──────── PASSAGE PROVIDED

2015 Draft LCD Causing Current Denials
November 2019 Issue
You may have recently seen a sudden uptick in denials for L-5645 (flexible inner socket with rigid outer frame). Most of the practitioners I know have been flooded with them of late. The denials say that L-5645 is considered duplicative of L-5673 (socket insert).
There seem to be two opinions about the need for flexible inner sockets. The first camp, of which I am a member, believes that they are beneficial to people with transtibial amputations for reasons such as muscle changes during gait, socket brim comfort, the ability to fenestrate the socket and relieve bony prominences, and instances where the locking mechanism might not be in line with the rest of the prosthesis (such as with the Fillauer lock). I don't believe that flexible inner sockets preclude the use of a gel liner (socket insert). The other camp maintains that a flexible inner socket is never needed when using a gel liner, and that many prosthetists use the code simply to maximize their billing.
I checked the LCD, the Coverage Determination Guidelines, and clinical medical policies or utilization management guidelines of the major insurers, and found no basis for the denial of L-5645. Fidelis, UnitedHealthcare, and Empire BCBS all began denying L-5645 seemingly at the same time. I discovered that these companies share a prosthetics consultant from an audit/recovery/review company who seems to believe that L-5645 is an easily deniable code—a code that is not likely to be specifically supported in the medical record so it will have a high success rate of denial and generate thousands of dollars in saved insurance company dollars.
I also found that this denial stems from the wording in the 2015 Draft LCD that was never in force and has been retired. Remember how everyone feared that the Draft LCD's draconian wording was going to set the tone for other insurers? That's exactly what has happened. The Draft LCD says that flexible inner sockets cannot be part of the same prosthesis as gel socket inserts because they are duplicative in nature. As it turns out, the prosthetics consultant triggering the denials was instrumental in designing and writing the Draft LCD.

────────────────
──────── EXTRACTED INFORMATION

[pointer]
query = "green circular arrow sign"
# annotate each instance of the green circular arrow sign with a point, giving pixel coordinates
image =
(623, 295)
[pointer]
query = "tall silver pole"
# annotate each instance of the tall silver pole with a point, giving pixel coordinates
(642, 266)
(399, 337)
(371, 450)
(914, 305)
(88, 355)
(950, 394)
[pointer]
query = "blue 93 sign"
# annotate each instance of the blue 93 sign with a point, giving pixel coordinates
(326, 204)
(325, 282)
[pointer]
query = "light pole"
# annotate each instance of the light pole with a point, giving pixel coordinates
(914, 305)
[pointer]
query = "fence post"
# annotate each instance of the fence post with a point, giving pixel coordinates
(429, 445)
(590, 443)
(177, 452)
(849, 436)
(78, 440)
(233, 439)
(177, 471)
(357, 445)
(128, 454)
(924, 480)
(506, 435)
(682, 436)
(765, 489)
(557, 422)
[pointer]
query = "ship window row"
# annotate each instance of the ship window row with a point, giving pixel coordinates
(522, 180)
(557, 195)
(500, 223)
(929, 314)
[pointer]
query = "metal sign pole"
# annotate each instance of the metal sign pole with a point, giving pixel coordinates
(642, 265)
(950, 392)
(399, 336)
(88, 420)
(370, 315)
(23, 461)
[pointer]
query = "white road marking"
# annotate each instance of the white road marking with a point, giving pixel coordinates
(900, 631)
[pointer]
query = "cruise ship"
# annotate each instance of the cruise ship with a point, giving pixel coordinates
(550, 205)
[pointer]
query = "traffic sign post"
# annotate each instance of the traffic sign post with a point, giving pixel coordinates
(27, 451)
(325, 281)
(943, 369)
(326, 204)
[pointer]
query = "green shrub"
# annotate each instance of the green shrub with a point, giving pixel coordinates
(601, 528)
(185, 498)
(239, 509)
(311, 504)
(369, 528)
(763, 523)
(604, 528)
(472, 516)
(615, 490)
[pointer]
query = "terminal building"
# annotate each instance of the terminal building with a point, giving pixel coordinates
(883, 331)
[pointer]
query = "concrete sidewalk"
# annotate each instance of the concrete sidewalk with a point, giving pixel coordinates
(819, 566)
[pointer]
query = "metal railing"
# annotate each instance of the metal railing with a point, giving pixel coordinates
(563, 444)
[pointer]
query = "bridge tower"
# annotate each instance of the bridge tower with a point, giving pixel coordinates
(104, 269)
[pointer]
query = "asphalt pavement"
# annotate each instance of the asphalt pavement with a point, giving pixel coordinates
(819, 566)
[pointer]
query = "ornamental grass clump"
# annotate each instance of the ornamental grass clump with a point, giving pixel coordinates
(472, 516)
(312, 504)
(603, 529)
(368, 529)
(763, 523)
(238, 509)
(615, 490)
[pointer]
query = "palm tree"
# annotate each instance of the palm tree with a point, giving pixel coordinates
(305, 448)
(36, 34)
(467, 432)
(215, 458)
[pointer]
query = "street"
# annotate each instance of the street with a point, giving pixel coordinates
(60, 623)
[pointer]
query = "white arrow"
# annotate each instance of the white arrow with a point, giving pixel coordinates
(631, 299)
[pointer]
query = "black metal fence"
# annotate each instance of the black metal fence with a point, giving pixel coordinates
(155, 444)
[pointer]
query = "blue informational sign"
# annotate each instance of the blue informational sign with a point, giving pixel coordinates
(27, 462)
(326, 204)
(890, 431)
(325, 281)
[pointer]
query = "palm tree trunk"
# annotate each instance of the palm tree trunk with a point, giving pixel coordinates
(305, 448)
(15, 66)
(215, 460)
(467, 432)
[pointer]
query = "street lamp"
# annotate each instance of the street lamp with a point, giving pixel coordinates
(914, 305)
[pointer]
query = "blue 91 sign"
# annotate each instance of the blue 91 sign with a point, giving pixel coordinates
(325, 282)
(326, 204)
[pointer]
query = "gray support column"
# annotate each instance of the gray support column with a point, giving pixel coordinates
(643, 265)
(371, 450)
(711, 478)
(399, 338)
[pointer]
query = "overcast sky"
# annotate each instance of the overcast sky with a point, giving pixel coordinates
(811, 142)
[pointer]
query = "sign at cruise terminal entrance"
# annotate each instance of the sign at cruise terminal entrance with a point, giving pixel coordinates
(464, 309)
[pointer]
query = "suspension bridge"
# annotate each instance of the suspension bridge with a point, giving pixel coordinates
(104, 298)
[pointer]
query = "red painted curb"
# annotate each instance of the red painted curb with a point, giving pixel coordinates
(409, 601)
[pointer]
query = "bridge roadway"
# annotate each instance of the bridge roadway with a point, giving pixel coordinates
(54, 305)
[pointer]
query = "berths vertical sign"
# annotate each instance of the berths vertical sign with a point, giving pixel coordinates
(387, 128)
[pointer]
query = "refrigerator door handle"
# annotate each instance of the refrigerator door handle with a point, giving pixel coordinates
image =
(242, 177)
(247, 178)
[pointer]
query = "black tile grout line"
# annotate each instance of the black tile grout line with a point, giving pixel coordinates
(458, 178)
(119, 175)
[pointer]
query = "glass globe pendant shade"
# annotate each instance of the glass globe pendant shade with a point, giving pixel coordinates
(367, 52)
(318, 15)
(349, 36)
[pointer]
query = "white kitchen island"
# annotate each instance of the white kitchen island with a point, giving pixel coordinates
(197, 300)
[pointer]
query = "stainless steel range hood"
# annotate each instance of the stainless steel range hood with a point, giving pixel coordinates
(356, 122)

────────────────

REQUIRED TASKS:
A. In the article on L-5645 denials, which code do the denials claim L-5645 duplicates?
B. Write the next part of the article on L-5645 denials, picking up after its final sentence.
The items are separate material, unrelated to the article on L-5645 denials.

ANSWERS TO EACH TASK:
A. L-5673 (socket insert).

B.
The in-force LCD states, "One (1) socket per individual definitive prosthesis may be considered medically necessary when the prosthesis meets above criteria." L-5645 is a type of socket, so this statement applies. But the LCD further states, "No more than two of the same socket inserts (L-5654-L-5665, L-5673, L-5679, L-5681, L-5683) are allowed per individual prosthesis at the same time." L-5645 is not listed.
Practitioners and administrative staff must fight this absurdity. My office has successfully fought these denials by making sure the physician clearly documents why the flexible inner socket is necessary, why the gel socket inserts are necessary, and how the two items are not the same, not duplicative in function, and while they both help make a prosthesis more comfortable for the amputee, they are not the same item.
It is a burden to make sure everything is documented this specifically, but it must be done if you want to provide a flexible inner socket as part of a patient's prosthesis. Don't hesitate to go to bat for your patients.